(EXTRACT TO READ)
Appendix N — Appendix: Wold’s theorem

N.1 Wold’s theorem - (extra curricular) circa 1939

Whenever we talk about innovation in the TS course we are alluding to Wold’s theorem, which is a fundamental result in time series analysis that provides a representation of stationary time series as a sum of deterministic and stochastic components.

I researched this appendix to understand the Moving Average (MA) representation of the AR(p) process, which is a key result in this course. I think that this short appendix help provide a historical perspective on the development of time series analysis and helps other students put this and some other more esoteric concepts within a historical rather than seeing them in a purely mathematical context.

I found that this approach helped me to understand and remember many results in a number of fields like geometry Ostermann and Wanner (2012), analysis Hairer and Wanner (2008), Ebbinghaus and Ewing (1991), complex analysis Remmert and Burckel (2012) integration Bressoud (2008) and algebra Golan (2012)

In the 1920s George Udny Yule and Soviet economists Eugen Slutsky were researching time series and they came up with two different ways to represent a time series.

(INFORMATION GIVEN)
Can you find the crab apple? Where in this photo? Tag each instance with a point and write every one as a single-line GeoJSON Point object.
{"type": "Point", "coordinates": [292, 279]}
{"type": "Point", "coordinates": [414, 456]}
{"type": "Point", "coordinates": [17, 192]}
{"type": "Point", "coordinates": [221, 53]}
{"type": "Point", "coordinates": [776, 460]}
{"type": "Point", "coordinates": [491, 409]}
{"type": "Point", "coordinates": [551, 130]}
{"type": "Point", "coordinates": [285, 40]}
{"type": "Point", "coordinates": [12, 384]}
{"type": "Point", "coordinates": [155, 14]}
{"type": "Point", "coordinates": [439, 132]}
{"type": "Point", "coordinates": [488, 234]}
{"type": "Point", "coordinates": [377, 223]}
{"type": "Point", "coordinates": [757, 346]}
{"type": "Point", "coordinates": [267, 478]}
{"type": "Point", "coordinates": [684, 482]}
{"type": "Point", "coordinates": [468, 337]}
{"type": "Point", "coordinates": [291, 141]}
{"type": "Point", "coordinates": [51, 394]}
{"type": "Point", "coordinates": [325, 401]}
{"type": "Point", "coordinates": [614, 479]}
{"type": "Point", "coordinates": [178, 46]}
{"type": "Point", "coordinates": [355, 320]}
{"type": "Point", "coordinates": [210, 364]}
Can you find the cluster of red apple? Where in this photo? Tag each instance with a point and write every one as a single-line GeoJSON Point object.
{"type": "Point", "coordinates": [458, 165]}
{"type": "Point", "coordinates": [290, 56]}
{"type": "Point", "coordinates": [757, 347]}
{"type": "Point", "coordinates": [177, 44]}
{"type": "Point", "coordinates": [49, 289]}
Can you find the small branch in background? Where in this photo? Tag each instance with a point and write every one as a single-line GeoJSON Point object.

(TO BE DONE)
A) Copy the stretch of the Wold's theorem appendix from "I researched this" through "algebra Golan (2012)", renaming "course" to "class".
B) Write out the rows again from the one containing "Can you find the cluster" through the last row, requests included, and increase every coordinate in the answers by 139.
The text and the rows have nothing to do with each other.

(TASK-BY-TASK RESULTS)
A)
I researched this appendix to understand the Moving Average (MA) representation of the AR(p) process, which is a key result in this class. I think that this short appendix help provide a historical perspective on the development of time series analysis and helps other students put this and some other more esoteric concepts within a historical rather than seeing them in a purely mathematical context.

I found that this approach helped me to understand and remember many results in a number of fields like geometry Ostermann and Wanner (2012), analysis Hairer and Wanner (2008), Ebbinghaus and Ewing (1991), complex analysis Remmert and Burckel (2012) integration Bressoud (2008) and algebra Golan (2012)

B)
Can you find the cluster of red apple? Where in this photo? Tag each instance with a point and write every one as a single-line GeoJSON Point object.
{"type": "Point", "coordinates": [597, 304]}
{"type": "Point", "coordinates": [429, 195]}
{"type": "Point", "coordinates": [896, 486]}
{"type": "Point", "coordinates": [316, 183]}
{"type": "Point", "coordinates": [188, 428]}
Can you find the small branch in background? Where in this photo? Tag each instance with a point and write every one as a single-line GeoJSON Point object.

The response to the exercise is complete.